Local Obituaries

Photographer contributed to study of space

ASTRONOMER: Donald C. Parker, a Miami anesthesiologist, was a noted amateur astronomer whose 20,000-plus images of planets, especially Mars and Jupiter, earned him numerous accolades from NASA and other scientific organizations.
ASTRONOMER: Donald C. Parker, a Miami anesthesiologist, was a noted amateur astronomer whose 20,000-plus images of planets, especially Mars and Jupiter, earned him numerous accolades from NASA and other scientific organizations. Courtesy Kathleen Greenwood

Donald Parker was one for the cosmos.

As a noted astrophotographer — one who photographs the planets — Parker’s planetary observance and imaging techniques came to the attention of professional researchers at NASA, Jet Propulsion Laboratory and other scientific institutions who would often cite his work for discoveries of features on Mars and Jupiter.

Parker, who died Sunday at age 76, was still writing and giving lectures at science gatherings right until the end. Four days before he died of complications from lung cancer, he delivered his final talk at the annual Winter Star Party in the lower Keys before a group of scientists, astronomers and other space experts.

“He gave a retrospective on his entire life and the breadth of everything he did,” said his friend and colleague Dr. Manny Padrón, a Miami urologist. “This man had unspeakable wit and intelligence. He gave a long, detailed speech, no notes, took in-depth questions, and plenty of jokes were sprinkled in to lighten the mood.”

In 1994, the International Astronomical Union named asteroid 5392 “Parker” in honor of his contributions to solar system science. That year, the amateur astronomer who lived in Coral Gables, along with two colleagues in Perrine, observed a fractured comet crashing onto Jupiter. The blast was so impressive that it was visible from 477 million miles away.

But Parker saw more near Jupiter’s south pole, something like a “burn scar, really grotesque, strange,” he said in a July 1994 Miami Herald article. “It’s something that’s never, ever been seen before and probably won’t be seen again in our lifetimes. This is just absolutely incredible.”

→ RECORDED INFORMATION:
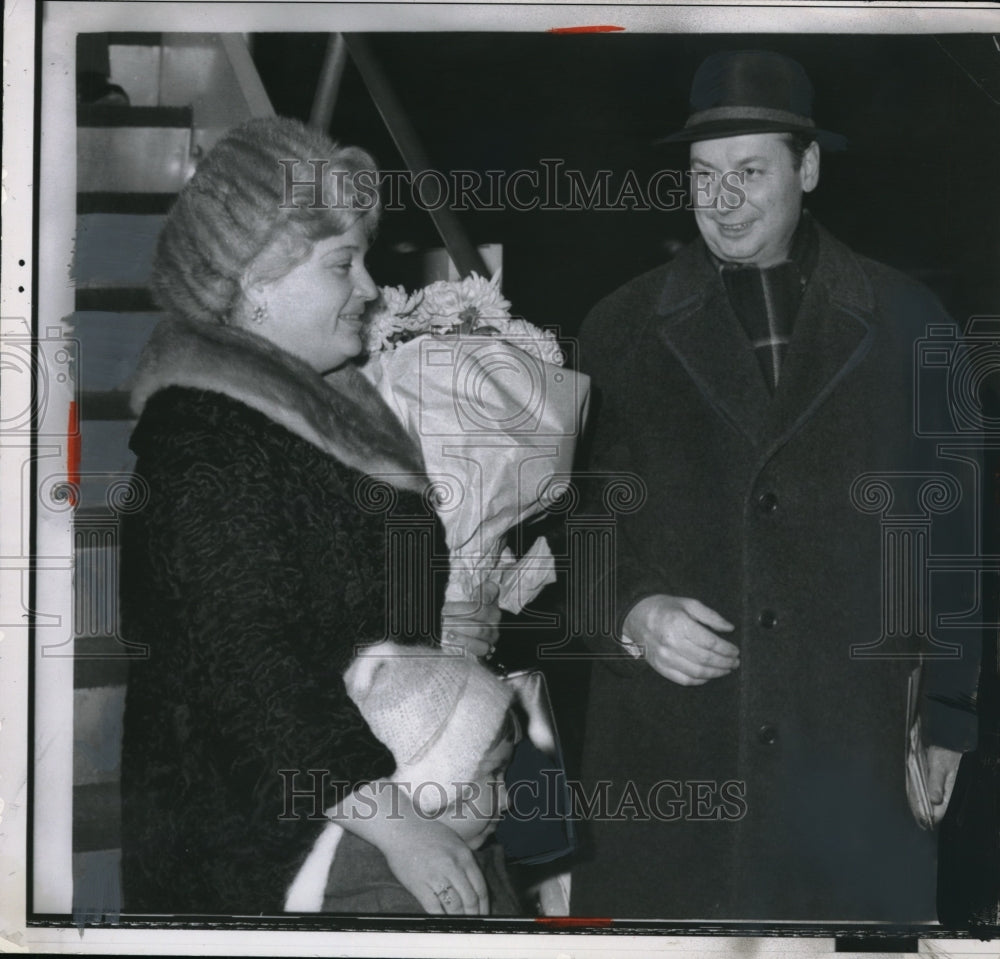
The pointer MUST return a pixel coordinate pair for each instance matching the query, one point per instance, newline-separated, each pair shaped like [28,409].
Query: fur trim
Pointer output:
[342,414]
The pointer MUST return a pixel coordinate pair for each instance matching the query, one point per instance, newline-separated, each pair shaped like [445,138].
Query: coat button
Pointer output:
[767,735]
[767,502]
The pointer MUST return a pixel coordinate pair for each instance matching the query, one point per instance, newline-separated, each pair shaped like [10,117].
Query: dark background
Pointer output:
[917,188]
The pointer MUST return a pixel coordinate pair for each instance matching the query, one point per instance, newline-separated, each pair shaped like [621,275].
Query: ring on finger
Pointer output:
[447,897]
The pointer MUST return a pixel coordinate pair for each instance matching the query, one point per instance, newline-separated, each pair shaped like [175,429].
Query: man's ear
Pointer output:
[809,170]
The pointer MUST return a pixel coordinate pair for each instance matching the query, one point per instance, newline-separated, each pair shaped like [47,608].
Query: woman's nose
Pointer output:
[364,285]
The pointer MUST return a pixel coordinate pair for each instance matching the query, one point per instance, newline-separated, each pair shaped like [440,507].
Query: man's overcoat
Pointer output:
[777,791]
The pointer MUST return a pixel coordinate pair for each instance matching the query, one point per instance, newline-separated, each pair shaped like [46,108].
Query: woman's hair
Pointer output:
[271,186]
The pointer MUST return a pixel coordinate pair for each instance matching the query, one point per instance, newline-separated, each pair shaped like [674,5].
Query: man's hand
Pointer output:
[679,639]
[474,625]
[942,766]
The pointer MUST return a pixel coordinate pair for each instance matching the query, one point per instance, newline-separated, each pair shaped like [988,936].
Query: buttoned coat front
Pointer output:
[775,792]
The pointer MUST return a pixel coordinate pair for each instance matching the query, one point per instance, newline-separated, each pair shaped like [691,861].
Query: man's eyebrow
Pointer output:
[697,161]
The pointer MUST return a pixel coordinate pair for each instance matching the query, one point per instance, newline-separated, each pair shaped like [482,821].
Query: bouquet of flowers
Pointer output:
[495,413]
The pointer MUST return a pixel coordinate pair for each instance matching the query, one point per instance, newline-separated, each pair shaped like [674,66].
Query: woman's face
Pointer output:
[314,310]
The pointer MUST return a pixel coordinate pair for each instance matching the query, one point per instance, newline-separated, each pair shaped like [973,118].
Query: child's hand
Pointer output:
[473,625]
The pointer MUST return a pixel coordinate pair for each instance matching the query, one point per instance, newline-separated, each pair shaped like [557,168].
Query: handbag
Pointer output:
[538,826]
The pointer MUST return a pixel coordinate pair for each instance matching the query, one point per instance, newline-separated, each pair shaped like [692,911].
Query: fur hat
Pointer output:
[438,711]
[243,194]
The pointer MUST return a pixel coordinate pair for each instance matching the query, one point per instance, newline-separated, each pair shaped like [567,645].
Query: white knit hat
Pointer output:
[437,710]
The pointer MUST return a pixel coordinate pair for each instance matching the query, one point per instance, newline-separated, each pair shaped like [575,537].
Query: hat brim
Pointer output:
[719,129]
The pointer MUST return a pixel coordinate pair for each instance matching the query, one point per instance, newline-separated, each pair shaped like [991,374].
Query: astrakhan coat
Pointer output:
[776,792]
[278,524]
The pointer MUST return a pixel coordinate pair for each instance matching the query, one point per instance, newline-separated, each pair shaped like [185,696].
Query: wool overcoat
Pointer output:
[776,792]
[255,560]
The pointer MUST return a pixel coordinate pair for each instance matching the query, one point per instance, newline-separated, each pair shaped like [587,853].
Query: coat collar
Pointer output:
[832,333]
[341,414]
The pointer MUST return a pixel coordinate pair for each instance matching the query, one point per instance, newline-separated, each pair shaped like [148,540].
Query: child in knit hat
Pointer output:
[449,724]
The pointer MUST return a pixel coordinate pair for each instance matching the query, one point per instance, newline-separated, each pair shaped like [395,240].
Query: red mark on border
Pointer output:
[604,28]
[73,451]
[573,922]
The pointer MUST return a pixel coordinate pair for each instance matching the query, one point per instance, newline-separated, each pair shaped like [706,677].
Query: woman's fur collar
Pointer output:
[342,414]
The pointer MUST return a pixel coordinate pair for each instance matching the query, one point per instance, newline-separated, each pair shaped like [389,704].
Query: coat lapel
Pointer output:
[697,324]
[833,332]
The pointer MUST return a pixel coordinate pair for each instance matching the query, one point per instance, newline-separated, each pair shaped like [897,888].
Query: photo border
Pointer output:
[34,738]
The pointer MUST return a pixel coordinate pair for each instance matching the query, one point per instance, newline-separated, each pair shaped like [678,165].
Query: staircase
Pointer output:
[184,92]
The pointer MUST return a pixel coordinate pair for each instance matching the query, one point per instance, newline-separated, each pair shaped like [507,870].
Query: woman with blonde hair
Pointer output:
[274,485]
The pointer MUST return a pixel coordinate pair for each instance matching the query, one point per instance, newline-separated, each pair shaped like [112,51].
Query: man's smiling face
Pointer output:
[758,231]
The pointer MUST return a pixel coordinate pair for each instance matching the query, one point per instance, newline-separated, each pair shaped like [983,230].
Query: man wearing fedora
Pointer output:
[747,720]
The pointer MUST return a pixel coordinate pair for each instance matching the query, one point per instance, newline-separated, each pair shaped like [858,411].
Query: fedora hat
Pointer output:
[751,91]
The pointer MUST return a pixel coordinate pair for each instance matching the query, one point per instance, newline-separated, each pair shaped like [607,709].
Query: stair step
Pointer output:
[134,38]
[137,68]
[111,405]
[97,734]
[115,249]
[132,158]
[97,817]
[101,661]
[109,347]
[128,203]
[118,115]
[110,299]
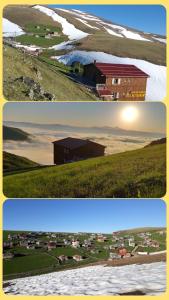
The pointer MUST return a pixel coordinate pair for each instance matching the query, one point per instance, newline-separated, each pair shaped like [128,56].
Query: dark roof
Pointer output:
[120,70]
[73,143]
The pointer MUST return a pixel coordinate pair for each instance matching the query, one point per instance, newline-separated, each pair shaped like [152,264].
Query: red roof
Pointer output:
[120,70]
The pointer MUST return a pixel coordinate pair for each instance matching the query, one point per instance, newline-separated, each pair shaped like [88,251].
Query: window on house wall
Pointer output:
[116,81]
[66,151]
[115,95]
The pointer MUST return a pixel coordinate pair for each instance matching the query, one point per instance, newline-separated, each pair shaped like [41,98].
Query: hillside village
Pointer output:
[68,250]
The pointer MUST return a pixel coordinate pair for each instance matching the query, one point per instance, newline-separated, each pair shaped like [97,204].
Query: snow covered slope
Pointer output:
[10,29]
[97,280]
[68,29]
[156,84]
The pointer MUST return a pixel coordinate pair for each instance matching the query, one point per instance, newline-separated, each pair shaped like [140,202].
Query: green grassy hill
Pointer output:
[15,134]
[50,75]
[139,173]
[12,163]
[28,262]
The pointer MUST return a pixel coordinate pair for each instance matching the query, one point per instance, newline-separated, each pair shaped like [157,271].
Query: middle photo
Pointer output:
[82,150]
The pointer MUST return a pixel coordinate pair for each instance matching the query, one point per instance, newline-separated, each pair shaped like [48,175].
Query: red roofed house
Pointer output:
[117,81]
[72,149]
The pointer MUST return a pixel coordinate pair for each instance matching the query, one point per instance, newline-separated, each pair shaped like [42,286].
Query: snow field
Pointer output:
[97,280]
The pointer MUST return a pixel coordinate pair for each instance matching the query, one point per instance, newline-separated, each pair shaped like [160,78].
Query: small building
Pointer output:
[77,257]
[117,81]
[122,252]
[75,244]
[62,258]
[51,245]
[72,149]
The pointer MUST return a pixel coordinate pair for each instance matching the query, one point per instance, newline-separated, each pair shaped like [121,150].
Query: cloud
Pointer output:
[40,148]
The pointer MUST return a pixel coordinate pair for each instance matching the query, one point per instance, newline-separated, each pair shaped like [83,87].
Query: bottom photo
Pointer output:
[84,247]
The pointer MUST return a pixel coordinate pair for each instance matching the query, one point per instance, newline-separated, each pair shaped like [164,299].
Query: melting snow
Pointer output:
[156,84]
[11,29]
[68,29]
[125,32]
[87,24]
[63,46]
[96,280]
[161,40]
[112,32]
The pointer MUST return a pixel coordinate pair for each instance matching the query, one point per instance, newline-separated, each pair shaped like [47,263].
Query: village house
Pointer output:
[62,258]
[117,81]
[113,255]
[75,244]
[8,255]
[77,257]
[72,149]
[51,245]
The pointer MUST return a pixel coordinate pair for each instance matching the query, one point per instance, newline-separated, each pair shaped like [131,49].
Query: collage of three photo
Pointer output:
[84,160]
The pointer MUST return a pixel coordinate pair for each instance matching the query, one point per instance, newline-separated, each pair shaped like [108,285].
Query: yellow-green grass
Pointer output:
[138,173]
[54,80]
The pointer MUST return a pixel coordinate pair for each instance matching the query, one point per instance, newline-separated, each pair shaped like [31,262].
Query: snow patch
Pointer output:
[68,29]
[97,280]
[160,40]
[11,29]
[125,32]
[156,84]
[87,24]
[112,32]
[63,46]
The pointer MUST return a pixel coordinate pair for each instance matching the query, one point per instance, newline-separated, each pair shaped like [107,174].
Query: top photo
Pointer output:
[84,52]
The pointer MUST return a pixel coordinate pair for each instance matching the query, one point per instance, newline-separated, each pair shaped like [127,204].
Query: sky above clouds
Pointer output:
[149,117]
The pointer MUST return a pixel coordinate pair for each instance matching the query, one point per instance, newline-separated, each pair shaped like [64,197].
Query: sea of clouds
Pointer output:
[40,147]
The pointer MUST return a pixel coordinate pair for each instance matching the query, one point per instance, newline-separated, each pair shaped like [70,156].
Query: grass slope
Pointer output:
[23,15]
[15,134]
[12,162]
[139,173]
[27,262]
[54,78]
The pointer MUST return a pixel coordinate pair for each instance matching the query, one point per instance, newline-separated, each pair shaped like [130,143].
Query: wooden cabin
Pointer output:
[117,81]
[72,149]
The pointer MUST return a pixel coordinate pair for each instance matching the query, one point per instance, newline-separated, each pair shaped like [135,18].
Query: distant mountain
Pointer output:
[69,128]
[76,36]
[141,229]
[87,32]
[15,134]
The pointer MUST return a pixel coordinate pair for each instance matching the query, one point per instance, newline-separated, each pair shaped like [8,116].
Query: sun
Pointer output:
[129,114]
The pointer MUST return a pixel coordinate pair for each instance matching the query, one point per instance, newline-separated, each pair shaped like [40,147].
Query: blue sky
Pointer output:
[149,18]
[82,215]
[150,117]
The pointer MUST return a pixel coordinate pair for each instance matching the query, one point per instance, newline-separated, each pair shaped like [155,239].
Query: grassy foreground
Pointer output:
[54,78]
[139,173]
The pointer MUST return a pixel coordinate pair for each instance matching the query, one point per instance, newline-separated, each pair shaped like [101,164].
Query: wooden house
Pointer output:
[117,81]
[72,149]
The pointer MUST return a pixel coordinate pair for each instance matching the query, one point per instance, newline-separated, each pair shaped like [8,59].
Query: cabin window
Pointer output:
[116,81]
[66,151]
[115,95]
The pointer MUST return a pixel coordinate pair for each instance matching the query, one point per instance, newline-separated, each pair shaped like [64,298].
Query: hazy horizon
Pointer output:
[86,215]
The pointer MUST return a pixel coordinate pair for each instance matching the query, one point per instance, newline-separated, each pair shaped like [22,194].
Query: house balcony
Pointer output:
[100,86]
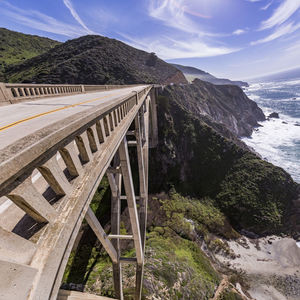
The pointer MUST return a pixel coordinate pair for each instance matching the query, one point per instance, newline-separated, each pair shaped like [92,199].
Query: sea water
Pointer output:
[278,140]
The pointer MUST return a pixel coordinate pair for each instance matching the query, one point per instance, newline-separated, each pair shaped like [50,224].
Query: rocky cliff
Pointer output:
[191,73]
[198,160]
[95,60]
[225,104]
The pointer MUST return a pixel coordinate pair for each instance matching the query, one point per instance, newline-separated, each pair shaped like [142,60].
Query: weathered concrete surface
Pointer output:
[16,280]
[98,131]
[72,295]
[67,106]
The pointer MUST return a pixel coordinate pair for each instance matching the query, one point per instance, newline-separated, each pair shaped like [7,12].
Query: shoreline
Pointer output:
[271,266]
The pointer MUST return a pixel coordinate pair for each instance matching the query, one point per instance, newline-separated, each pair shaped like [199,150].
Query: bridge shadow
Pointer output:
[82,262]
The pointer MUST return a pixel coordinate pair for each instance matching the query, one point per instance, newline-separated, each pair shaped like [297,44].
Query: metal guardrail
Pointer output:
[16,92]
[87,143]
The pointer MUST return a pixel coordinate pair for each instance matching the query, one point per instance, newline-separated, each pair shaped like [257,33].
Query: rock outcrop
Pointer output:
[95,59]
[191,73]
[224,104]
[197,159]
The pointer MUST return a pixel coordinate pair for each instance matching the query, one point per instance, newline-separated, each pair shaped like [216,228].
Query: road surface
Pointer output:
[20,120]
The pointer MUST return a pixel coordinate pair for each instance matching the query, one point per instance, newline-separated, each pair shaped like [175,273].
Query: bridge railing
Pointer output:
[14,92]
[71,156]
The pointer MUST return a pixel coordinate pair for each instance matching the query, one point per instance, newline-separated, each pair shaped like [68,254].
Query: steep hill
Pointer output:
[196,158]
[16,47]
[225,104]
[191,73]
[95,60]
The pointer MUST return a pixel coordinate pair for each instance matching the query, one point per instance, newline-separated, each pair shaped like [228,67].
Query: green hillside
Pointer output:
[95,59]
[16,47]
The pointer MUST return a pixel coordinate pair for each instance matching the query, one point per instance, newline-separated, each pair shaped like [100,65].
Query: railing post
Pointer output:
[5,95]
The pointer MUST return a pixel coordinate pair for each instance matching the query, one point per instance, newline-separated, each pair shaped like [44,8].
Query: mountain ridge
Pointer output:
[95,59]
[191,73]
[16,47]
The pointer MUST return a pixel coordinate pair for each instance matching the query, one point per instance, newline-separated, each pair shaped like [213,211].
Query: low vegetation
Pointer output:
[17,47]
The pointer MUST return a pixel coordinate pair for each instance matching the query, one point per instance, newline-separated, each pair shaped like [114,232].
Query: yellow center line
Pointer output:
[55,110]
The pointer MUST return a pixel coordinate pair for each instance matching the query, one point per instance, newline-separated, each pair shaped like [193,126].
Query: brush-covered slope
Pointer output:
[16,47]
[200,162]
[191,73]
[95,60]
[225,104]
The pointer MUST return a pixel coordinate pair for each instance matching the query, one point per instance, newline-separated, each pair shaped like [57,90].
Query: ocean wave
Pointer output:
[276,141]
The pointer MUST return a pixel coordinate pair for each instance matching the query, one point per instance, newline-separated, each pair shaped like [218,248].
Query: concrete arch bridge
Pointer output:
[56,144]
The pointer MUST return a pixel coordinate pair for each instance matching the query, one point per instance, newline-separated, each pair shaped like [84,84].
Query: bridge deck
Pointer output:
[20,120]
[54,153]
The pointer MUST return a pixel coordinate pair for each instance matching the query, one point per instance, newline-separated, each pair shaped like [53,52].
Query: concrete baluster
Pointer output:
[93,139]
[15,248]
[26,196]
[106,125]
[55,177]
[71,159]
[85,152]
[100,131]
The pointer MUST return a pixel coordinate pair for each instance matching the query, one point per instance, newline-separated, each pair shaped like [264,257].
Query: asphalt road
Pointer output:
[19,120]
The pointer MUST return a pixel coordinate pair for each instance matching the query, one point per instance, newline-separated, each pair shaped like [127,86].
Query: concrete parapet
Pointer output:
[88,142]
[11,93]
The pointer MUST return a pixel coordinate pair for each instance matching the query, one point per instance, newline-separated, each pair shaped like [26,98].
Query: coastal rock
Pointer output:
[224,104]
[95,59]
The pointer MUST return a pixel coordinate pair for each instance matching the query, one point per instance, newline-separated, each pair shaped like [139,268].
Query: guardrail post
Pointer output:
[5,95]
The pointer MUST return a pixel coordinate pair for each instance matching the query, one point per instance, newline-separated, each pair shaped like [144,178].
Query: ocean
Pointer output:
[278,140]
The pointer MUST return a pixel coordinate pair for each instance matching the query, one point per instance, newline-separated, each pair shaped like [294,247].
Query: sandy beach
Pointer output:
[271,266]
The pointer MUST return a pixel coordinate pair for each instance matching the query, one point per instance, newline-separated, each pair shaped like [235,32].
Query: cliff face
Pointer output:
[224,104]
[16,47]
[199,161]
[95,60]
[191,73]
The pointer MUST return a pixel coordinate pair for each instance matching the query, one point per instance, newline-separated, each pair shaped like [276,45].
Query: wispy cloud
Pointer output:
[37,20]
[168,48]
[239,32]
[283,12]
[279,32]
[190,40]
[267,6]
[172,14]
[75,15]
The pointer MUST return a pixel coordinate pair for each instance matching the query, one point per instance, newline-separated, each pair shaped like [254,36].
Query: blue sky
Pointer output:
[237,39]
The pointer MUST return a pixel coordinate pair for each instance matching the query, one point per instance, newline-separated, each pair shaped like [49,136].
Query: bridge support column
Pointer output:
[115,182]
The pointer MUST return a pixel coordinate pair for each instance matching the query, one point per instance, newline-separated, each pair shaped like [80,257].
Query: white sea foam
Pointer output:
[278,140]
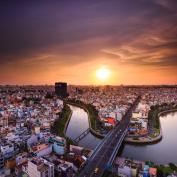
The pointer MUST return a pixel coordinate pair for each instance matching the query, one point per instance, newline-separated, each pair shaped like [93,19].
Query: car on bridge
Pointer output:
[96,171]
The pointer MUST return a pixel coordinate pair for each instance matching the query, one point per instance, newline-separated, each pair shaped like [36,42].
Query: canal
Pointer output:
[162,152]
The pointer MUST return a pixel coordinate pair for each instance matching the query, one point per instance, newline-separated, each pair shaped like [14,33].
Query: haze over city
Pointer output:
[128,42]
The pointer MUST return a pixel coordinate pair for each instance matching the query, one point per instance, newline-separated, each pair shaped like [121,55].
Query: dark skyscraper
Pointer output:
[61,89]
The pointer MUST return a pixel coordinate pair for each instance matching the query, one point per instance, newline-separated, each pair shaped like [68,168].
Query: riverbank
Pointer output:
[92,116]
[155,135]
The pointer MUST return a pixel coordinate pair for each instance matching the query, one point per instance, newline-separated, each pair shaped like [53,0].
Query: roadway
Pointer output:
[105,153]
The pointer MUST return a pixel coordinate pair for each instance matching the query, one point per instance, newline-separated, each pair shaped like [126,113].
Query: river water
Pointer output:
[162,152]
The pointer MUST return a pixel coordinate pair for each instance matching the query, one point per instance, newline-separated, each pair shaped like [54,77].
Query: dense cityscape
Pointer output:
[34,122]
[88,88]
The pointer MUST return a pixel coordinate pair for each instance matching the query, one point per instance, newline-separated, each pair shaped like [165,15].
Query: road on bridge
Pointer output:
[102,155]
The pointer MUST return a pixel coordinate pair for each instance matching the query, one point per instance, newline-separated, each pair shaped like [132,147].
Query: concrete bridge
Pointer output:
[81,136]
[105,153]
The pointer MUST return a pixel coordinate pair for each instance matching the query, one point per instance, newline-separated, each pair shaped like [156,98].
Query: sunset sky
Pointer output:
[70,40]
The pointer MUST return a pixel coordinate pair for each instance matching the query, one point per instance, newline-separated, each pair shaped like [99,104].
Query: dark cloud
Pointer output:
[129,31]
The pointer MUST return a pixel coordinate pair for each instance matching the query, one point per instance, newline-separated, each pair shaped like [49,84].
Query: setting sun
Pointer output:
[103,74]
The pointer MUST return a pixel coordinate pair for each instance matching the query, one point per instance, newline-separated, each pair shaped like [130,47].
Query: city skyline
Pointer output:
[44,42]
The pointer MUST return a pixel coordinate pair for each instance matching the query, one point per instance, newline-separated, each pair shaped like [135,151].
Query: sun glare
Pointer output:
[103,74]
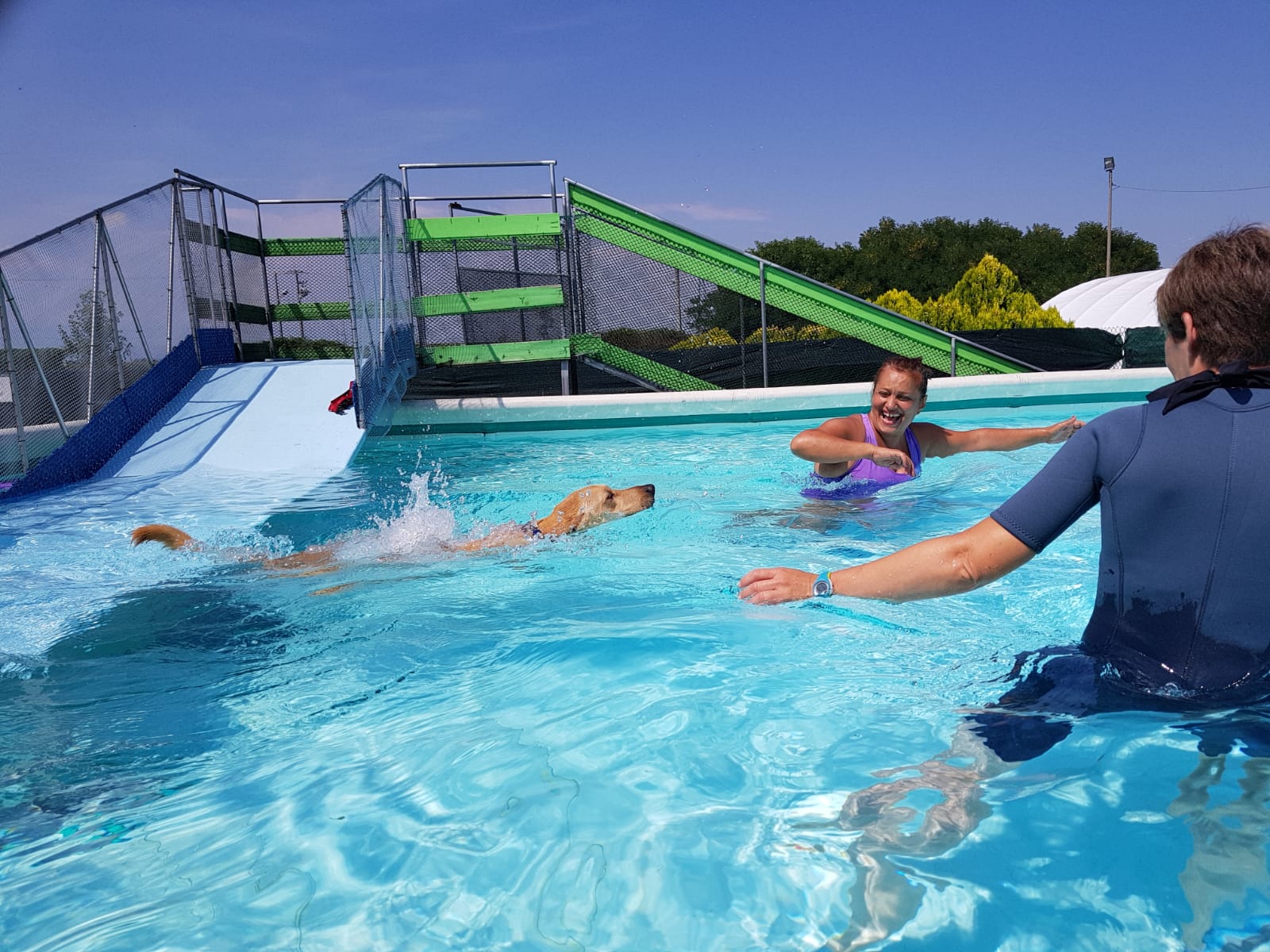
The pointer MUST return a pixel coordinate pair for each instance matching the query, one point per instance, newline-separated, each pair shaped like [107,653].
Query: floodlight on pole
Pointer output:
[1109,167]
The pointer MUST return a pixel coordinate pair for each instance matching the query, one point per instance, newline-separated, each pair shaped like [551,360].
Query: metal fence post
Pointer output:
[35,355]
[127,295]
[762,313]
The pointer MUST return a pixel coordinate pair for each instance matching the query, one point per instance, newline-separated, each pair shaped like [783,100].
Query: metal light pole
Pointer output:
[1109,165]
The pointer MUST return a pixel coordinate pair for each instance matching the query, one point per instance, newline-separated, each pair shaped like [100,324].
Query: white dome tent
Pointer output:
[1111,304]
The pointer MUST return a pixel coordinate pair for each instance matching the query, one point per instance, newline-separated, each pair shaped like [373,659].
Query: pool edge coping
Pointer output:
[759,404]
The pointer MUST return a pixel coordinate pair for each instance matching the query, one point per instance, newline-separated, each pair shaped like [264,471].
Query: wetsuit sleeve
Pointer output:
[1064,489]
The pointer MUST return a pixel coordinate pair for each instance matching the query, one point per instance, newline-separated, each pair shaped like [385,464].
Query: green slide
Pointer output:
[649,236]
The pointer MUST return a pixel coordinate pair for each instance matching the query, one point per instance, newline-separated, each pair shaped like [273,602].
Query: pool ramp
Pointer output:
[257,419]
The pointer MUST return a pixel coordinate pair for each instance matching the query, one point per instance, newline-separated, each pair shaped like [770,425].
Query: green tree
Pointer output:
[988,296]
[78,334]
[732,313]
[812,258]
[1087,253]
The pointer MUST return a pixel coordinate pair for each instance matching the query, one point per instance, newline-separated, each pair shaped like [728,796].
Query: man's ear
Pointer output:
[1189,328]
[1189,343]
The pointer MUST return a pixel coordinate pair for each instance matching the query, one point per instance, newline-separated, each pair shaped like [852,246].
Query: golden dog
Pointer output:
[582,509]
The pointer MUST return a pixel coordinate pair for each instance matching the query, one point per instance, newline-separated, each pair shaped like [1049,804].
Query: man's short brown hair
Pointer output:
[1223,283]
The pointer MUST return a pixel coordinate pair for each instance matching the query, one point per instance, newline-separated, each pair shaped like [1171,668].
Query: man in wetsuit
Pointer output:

→ ACTIVITIES:
1. Reproduce the part of the obituary between "Donald Parker was" and "Mars and Jupiter.", inclusive.
2. According to the obituary, in what year did the International Astronomical Union name asteroid 5392 "Parker"?
3. Translate this sentence from the obituary into Spanish: "The blast was so impressive that it was visible from 477 million miles away."
The material was drawn from a different source than the obituary.

→ ANSWERS TO THE EXERCISE:
1.
Donald Parker was one for the cosmos.

As a noted astrophotographer — one who photographs the planets — Parker’s planetary observance and imaging techniques came to the attention of professional researchers at NASA, Jet Propulsion Laboratory and other scientific institutions who would often cite his work for discoveries of features on Mars and Jupiter.

2. 1994

3. La explosión fue tan impresionante que se podía ver desde 477 millones de millas de distancia.